Document extract:
══════════════════════════════

About a year ago, I happened upon this statement about the Monitor in the Harvard Business Review – under the charming heading of “do things that don’t interest you”:

“Many things that end up” being meaningful, writes social scientist Joseph Grenny, “have come from conference workshops, articles, or online videos that began as a chore and ended with an insight. My work in Kenya, for example, was heavily influenced by a Christian Science Monitor article I had forced myself to read 10 years earlier. Sometimes, we call things ‘boring’ simply because they lie outside the box we are currently in.”

If you were to come up with a punchline to a joke about the Monitor, that would probably be it. We’re seen as being global, fair, insightful, and perhaps a bit too earnest. We’re the bran muffin of journalism.

But you know what? We change lives. And I’m going to argue that we change lives precisely because we force open that too-small box that most human beings think they live in.

══════════════════════════════

Data extract:
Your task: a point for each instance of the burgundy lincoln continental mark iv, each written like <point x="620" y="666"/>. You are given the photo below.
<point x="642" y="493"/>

══════════════════════════════

Task requirements:
[A] In the passage about the Christian Science Monitor, what food does the writer say the Monitor is, within journalism?
[B] Resume the passage about the Christian Science Monitor, picking up right after its final sentence.

Per-task outputs:
[A] The bran muffin.

[B]
The Monitor is a peculiar little publication that’s hard for the world to figure out. We’re run by a church, but we’re not only for church members and we’re not about converting people. We’re known as being fair even as the world becomes as polarized as at any time since the newspaper’s founding in 1908.

We have a mission beyond circulation, we want to bridge divides. We’re about kicking down the door of thought everywhere and saying, “You are bigger and more capable than you realize. And we can prove it.”